→ **Prompt**
Using the R stock-data passage below, answer these:
1. What does the StockPrice variable measure?
2. Which function is used to view a dataset's structure?
3. As what type is the date variable currently stored?

→ **Passage given**

_ _ _ _ _ _ _

Call the data frames “IBM”, “GE”, “ProcterGamble”, “CocaCola”, and “Boeing”, respectively. Each data frame has two variables, described as follows:

Date: the date of the stock price, always given as the first of the month. StockPrice: the average stock price of the company in the given month. In this problem, we’ll take a look at how the stock dynamics of these companies have changed over time.

Section 1 - Summary Statistics

1.1

Before working with these data sets, we need to convert the dates into a format that R can understand. Take a look at the structure of one of the datasets using the str function. Right now, the date variable is stored as a factor. We can convert this to a “Date” object in R by using the following five commands (one for each data set):

IBM$Date = as.Date(IBM$Date, "%m/%d/%y")

_ _ _ _ _ _ _

→ **Entries provided**
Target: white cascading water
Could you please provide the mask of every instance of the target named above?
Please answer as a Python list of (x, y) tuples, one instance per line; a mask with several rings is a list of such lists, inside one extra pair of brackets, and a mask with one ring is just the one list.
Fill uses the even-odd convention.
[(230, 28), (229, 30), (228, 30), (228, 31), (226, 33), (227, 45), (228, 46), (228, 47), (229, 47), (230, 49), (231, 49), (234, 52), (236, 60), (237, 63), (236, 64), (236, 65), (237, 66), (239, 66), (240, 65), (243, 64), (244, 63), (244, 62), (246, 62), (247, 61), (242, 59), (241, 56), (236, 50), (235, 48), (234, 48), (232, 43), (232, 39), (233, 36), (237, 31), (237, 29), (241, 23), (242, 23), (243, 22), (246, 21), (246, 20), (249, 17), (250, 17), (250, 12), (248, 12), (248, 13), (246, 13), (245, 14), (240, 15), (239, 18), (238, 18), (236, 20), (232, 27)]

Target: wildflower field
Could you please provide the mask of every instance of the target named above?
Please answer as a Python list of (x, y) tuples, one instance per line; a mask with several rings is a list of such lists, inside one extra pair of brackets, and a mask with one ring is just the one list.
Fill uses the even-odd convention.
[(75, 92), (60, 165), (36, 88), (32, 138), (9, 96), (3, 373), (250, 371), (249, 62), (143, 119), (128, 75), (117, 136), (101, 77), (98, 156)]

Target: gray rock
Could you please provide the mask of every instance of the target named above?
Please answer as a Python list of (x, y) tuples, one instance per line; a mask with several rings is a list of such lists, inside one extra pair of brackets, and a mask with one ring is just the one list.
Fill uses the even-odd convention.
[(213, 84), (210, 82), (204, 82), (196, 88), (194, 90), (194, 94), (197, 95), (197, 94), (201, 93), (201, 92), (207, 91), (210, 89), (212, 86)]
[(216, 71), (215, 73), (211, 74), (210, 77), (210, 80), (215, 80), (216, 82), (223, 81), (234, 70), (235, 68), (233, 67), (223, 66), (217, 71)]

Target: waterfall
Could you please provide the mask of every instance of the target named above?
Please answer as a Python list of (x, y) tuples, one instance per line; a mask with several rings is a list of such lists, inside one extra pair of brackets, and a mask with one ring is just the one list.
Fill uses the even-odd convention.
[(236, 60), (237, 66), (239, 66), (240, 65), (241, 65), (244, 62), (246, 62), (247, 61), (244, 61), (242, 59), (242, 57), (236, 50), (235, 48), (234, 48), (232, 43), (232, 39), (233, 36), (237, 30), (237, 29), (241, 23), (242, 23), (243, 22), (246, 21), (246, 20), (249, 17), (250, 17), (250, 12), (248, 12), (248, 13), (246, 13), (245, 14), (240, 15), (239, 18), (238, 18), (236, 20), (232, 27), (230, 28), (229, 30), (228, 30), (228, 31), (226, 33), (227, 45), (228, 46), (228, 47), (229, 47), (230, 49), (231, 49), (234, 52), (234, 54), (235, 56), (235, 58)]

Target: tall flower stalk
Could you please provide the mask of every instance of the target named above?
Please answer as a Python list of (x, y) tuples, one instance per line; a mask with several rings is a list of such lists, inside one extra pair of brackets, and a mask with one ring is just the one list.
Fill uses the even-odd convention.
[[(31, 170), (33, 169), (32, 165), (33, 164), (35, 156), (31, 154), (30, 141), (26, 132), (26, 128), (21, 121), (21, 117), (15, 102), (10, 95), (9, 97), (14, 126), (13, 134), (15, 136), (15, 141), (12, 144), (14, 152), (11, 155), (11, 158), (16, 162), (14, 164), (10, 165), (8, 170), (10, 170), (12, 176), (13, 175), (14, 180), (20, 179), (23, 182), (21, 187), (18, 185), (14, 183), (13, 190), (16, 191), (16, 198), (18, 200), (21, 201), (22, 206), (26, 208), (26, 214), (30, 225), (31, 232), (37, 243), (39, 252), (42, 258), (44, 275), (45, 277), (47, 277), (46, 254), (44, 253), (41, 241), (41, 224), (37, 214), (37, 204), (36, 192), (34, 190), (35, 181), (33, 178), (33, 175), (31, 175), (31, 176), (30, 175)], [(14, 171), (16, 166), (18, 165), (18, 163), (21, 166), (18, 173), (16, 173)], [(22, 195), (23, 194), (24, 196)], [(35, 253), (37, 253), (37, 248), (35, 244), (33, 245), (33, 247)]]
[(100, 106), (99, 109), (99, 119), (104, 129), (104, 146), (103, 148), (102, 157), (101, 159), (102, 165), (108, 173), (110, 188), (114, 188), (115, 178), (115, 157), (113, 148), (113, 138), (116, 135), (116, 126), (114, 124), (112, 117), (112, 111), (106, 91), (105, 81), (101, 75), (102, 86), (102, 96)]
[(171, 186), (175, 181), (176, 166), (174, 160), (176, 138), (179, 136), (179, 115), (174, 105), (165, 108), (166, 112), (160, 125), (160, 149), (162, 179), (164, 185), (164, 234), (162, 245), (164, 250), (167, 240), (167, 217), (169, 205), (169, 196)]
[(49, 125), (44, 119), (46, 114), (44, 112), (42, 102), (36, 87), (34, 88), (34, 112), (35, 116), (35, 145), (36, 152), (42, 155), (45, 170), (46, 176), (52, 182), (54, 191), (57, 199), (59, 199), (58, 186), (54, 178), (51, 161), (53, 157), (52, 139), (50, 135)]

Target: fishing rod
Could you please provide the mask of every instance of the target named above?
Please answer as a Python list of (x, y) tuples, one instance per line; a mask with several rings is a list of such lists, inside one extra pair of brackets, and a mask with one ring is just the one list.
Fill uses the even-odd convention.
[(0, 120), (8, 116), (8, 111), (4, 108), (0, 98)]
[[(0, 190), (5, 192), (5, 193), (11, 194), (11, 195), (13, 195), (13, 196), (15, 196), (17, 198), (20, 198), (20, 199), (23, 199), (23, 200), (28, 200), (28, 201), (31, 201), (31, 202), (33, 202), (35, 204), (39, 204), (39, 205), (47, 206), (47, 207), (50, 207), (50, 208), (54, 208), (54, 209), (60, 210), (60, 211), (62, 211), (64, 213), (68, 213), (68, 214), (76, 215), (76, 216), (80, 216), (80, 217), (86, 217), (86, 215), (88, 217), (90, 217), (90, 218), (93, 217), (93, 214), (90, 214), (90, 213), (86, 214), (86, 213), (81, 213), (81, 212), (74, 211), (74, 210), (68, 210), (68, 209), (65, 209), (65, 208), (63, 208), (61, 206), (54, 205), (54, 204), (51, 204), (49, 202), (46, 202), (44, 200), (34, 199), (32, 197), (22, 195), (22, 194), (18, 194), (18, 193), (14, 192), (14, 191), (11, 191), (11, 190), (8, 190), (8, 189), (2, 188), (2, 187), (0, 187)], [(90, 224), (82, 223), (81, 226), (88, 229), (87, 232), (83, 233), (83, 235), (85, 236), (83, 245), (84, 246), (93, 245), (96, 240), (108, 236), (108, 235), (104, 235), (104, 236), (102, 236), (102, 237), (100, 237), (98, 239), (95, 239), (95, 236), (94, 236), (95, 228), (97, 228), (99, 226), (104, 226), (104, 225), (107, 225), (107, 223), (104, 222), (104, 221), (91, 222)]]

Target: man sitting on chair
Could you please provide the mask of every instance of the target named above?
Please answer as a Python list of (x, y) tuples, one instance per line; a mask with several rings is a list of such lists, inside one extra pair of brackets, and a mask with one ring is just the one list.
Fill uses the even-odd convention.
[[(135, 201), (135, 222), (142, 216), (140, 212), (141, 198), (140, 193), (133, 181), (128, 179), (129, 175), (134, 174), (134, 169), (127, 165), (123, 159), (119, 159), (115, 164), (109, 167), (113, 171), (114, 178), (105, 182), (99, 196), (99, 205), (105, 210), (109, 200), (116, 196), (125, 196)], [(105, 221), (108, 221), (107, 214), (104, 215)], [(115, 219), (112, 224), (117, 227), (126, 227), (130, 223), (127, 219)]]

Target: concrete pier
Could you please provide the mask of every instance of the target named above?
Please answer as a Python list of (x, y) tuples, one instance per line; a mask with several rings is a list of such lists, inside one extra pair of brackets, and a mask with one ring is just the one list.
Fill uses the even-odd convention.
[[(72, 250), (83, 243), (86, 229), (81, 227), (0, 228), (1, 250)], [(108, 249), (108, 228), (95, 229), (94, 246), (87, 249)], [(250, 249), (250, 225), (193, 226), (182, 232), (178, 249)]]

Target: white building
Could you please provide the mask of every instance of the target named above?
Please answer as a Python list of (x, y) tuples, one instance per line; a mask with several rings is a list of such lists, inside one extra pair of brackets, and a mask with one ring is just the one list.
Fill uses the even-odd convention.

_ _ _ _ _ _ _

→ **The solution**
1. The average stock price of the company in the given month.
2. The str function.
3. As a factor.